WHAT THE TASK ASKS: Using the listing below, show all lines that hold the word "Target".

SUPPLIED DATA:
•••

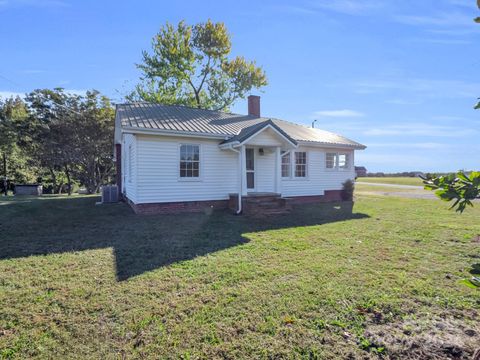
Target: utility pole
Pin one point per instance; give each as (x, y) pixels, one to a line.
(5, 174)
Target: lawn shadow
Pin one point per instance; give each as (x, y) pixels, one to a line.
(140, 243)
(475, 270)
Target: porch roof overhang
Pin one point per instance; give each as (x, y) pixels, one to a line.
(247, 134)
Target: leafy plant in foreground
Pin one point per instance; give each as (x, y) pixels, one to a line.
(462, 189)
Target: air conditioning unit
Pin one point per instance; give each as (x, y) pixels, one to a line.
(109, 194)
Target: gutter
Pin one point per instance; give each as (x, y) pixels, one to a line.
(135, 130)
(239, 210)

•••

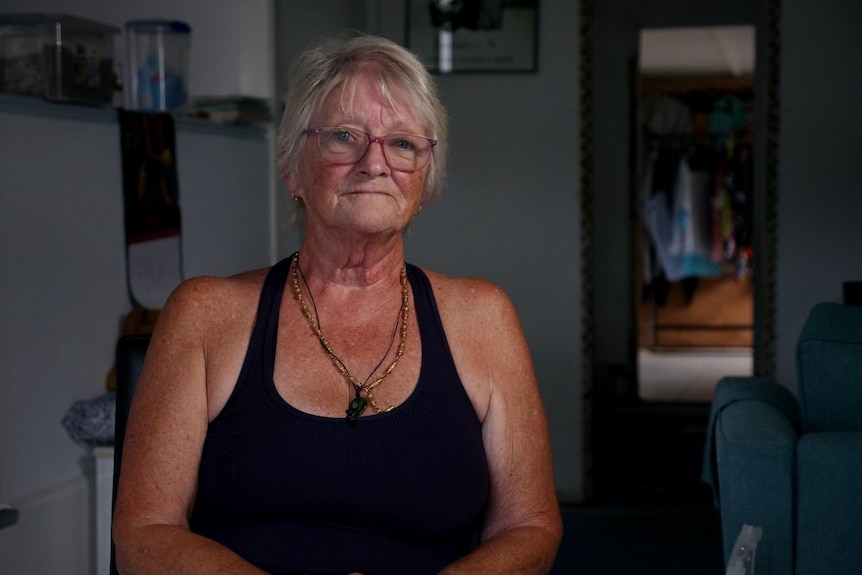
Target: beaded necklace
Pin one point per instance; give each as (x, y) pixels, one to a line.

•••

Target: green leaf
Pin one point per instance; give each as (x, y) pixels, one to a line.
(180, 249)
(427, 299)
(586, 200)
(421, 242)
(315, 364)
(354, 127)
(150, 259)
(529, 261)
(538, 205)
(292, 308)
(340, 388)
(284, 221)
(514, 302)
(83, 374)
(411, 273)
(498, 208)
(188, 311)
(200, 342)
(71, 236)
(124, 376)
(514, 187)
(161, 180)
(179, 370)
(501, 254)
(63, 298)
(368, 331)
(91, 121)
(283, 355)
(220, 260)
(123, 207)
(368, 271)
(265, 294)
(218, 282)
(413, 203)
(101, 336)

•••

SOLUTION:
Target: utility pole
Target: lawn shadow
Target: porch roof overhang
Target: leafy plant in foreground
Target: air conditioning unit
Target: gutter
Target: beaded necklace
Target: green leaf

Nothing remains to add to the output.